- THE TASK
Lines from the one containing "Where can you find the brown" through the end of the data are to be returned exactly, and no others.

━━━ SUPPLIED ENTRIES ━━━

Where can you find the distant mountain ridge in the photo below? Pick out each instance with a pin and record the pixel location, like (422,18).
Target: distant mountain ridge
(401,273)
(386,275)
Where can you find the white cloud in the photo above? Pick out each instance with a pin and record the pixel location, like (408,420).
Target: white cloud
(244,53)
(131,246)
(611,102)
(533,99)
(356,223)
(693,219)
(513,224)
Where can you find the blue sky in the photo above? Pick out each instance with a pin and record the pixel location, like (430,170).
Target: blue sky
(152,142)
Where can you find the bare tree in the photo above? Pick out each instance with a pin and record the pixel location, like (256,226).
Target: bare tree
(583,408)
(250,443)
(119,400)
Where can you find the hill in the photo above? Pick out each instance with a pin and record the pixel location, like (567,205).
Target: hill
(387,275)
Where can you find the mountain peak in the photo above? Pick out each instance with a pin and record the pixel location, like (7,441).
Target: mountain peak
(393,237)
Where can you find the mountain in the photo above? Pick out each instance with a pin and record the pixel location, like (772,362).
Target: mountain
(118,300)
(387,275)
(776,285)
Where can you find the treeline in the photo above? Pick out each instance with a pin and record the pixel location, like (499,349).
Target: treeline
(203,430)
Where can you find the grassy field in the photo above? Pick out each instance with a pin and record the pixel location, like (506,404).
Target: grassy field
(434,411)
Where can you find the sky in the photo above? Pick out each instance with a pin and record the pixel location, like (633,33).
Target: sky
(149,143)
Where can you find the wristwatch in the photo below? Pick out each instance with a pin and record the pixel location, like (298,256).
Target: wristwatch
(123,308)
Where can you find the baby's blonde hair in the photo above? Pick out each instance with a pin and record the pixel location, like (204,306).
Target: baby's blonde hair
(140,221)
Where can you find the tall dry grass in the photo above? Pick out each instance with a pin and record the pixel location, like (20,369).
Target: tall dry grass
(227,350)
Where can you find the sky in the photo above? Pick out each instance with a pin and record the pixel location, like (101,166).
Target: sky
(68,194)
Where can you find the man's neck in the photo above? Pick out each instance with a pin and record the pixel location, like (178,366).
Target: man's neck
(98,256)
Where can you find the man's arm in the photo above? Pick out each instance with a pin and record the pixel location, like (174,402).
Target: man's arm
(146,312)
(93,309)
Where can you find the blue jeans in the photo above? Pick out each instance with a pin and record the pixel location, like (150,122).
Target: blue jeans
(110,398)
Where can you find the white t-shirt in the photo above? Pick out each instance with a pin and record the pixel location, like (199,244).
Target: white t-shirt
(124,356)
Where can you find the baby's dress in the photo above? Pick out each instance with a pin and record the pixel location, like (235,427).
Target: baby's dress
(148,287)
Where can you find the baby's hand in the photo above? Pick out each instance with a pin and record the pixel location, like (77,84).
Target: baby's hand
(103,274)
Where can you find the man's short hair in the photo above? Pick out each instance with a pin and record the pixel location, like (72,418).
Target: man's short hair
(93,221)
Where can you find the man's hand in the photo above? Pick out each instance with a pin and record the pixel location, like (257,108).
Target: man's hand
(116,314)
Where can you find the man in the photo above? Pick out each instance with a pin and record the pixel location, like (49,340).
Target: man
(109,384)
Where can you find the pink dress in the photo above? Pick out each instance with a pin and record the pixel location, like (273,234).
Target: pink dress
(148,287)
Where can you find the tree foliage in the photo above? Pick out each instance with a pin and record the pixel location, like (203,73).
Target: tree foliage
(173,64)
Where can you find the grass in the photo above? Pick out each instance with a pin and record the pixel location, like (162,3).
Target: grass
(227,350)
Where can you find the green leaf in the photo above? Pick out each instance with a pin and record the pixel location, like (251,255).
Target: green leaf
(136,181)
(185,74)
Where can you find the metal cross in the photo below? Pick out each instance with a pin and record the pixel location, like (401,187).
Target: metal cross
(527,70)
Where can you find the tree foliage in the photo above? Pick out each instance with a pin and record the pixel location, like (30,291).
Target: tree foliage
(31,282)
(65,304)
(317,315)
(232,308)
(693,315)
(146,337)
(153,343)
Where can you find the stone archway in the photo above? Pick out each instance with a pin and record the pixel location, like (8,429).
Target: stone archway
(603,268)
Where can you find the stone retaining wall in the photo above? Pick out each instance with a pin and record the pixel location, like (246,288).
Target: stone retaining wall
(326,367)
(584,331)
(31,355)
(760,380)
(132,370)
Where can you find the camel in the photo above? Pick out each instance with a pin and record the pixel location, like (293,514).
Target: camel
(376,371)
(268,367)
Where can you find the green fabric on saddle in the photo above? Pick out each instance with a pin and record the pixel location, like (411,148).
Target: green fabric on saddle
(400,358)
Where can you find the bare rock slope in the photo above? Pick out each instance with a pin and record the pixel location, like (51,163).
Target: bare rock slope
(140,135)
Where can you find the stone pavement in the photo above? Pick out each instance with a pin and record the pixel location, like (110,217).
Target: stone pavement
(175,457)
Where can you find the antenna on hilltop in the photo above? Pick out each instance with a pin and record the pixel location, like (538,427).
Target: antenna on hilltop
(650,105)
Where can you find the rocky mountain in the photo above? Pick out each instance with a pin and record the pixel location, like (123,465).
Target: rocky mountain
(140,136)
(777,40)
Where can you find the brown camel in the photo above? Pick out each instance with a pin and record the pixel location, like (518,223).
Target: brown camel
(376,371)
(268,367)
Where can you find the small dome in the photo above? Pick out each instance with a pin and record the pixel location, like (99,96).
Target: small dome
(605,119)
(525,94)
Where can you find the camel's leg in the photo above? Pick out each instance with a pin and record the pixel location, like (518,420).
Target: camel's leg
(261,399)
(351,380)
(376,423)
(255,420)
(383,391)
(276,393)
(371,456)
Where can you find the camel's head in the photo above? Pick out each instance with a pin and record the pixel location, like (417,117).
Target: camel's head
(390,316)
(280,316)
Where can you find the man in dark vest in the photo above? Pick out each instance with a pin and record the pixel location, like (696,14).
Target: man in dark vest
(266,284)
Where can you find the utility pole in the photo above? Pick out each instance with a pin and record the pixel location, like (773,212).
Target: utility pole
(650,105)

━━━

- FINAL ANSWER
Where can you find the brown camel in the photo above? Pick out each instance with a pin and record the pixel location, like (518,223).
Target: brown camel
(376,371)
(268,367)
Where can you find the small dome in the photo above? Pick out each instance with a pin and record the pixel location, like (99,96).
Target: small dome
(605,119)
(525,94)
Where can you find the camel's leg in the photo above? Pick out each instance with a pin and record the pixel location, like (518,420).
Target: camel's leg
(261,399)
(351,380)
(376,423)
(255,420)
(383,391)
(276,393)
(371,456)
Where can you find the camel's head in the photo above? Pick out each instance with a pin and record the pixel location, like (417,117).
Target: camel's head
(390,316)
(280,316)
Where can you find the man in dark vest in the photo above? Pick out each instance with a pin and record the pixel location, like (696,14).
Target: man in dark vest
(266,284)
Where can you find the utility pole in the photo above? Pick out each instance with a pin and record the pixel location, like (773,212).
Target: utility pole
(650,105)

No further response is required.